*PROBLEM STATEMENT*.
Set down every entry once more, character for character.

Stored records
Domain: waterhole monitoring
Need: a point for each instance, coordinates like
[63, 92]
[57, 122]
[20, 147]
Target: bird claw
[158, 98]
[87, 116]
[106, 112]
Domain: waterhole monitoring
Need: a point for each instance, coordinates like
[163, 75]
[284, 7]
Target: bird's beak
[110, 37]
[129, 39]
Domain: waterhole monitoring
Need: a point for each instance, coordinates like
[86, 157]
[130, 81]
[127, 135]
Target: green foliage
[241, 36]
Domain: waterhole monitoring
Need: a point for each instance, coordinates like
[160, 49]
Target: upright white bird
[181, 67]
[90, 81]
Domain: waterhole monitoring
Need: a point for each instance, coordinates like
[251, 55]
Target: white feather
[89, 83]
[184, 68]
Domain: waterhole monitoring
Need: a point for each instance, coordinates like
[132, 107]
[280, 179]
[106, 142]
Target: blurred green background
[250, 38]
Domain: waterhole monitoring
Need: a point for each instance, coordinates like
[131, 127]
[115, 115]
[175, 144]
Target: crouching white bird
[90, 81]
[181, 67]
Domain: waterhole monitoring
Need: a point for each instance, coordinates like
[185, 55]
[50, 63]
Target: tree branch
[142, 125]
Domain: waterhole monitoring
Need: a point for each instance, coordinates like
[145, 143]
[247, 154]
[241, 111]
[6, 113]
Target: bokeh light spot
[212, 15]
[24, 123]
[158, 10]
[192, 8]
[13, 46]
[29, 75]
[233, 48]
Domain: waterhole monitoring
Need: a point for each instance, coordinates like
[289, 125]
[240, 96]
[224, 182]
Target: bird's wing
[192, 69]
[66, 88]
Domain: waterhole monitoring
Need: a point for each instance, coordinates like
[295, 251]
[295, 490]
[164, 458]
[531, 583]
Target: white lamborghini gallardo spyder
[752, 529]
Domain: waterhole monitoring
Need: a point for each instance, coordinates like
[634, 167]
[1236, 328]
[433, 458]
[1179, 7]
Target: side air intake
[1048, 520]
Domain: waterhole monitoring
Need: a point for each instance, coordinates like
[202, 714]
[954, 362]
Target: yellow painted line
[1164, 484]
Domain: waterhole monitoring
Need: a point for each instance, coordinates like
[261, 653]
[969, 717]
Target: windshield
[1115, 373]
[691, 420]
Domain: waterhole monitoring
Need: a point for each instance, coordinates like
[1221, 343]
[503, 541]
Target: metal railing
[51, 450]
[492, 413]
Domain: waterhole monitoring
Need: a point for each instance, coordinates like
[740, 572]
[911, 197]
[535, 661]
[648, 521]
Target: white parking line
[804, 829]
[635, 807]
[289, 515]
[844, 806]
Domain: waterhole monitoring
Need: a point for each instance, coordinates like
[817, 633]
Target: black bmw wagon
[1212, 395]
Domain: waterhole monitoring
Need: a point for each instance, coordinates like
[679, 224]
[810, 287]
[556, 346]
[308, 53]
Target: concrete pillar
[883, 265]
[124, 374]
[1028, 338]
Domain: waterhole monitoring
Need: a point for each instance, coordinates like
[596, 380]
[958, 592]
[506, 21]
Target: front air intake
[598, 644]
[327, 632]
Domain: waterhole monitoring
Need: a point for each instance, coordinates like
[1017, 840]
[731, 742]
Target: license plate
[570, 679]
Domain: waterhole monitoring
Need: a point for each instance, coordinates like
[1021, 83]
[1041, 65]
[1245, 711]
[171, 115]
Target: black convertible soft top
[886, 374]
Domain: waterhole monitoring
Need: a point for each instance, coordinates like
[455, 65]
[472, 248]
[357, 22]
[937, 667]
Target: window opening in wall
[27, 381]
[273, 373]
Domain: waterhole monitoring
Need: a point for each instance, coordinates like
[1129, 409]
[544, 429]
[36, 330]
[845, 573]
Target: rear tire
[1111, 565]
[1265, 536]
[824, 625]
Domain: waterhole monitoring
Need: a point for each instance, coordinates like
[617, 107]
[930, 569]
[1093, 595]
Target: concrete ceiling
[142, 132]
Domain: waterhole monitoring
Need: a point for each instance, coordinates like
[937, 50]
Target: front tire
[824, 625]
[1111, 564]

*TASK SOLUTION*.
Domain: waterhole monitoring
Need: a point for each instance, coordinates like
[63, 92]
[57, 122]
[20, 147]
Target: bird claw
[158, 98]
[87, 116]
[106, 112]
Domain: waterhole monitoring
Need: a point for each instance, coordinates like
[163, 75]
[284, 7]
Target: bird's beak
[110, 37]
[129, 39]
Domain: waterhole monitoring
Need: a point for each instance, coordinates like
[86, 157]
[130, 81]
[127, 135]
Target: green foliage
[241, 36]
Domain: waterhole monitoring
Need: a point for each instance, coordinates like
[160, 49]
Target: upright white bird
[181, 67]
[90, 81]
Domain: waterhole monitoring
Need: a point for each instance, coordinates like
[251, 55]
Target: white feather
[89, 83]
[184, 68]
Domain: waterhole monitoring
Need: a point for each instance, coordinates like
[132, 107]
[280, 179]
[106, 142]
Target: blurred green background
[250, 38]
Domain: waterhole monitoring
Need: a point for each instance, coordinates like
[131, 127]
[115, 115]
[175, 144]
Target: crouching white bird
[90, 81]
[181, 67]
Domain: waterhole monitoring
Need: a point for each instance, coordinates like
[185, 55]
[50, 63]
Target: tree branch
[142, 125]
Domain: waterhole monitoring
Need: a point for each instance, coordinates like
[145, 143]
[247, 154]
[241, 111]
[6, 113]
Target: bokeh light spot
[212, 15]
[24, 123]
[158, 10]
[192, 8]
[13, 46]
[29, 75]
[233, 48]
Domain: waterhole monitoring
Need: a point for each instance, coordinates like
[289, 125]
[240, 96]
[224, 182]
Target: bird's wing
[192, 69]
[66, 88]
Domain: waterhole monitoring
Need: a point for each instance, coordinates like
[295, 251]
[295, 490]
[164, 458]
[531, 583]
Target: white lamborghini gallardo spyder
[752, 529]
Domain: waterhole monitoring
Need: a point for each instance, coordinates like
[634, 167]
[1236, 328]
[433, 458]
[1179, 7]
Target: side air intake
[1048, 520]
Domain: waterhole monitoring
Need: a point for each instance, coordinates like
[202, 714]
[954, 362]
Target: yellow painted line
[1164, 484]
Domain: waterhole monitoring
Need: a point for each instance, coordinates like
[261, 653]
[969, 717]
Target: windshield
[1115, 373]
[691, 420]
Domain: waterhole monitoring
Need: a point for each instance, coordinates like
[1221, 343]
[503, 541]
Target: metal railing
[51, 450]
[492, 413]
Domain: waterhole monitoring
Need: a point for each instance, coordinates like
[740, 572]
[911, 197]
[535, 661]
[648, 521]
Target: white parking line
[804, 829]
[635, 807]
[289, 515]
[844, 806]
Domain: waterhole monitoring
Need: a point for each instance, coordinates like
[817, 633]
Target: black bmw wagon
[1212, 395]
Domain: waterhole monitoring
Need: a point for each instance, coordinates like
[679, 224]
[810, 287]
[556, 346]
[308, 53]
Target: concrete pillar
[883, 265]
[124, 374]
[1028, 338]
Domain: waterhole monitoring
Need: a point for each instance, coordinates like
[596, 380]
[958, 592]
[506, 21]
Target: front air intake
[598, 644]
[327, 632]
Domain: waterhole monitoring
Need: a point for each instance, coordinates like
[1017, 840]
[731, 742]
Target: license plate
[570, 679]
Domain: waterhole monitoring
Need: a point for each instance, coordinates like
[1021, 83]
[1041, 65]
[1245, 711]
[171, 115]
Target: black convertible soft top
[886, 374]
Domain: waterhole monitoring
Need: a point for each instance, coordinates like
[455, 65]
[472, 248]
[357, 22]
[937, 667]
Target: window opening in wall
[27, 381]
[273, 373]
Domain: waterhole monitoring
Need: a point for each instance, coordinates like
[1129, 409]
[544, 429]
[36, 330]
[845, 573]
Target: rear tire
[1111, 565]
[1265, 536]
[824, 625]
Domain: waterhole monitoring
Need: a point for each instance, coordinates like
[617, 107]
[930, 569]
[1093, 595]
Target: concrete ceiling
[142, 132]
Domain: waterhole monitoring
Need: a point for each instance, coordinates like
[937, 50]
Target: front tire
[824, 625]
[1111, 564]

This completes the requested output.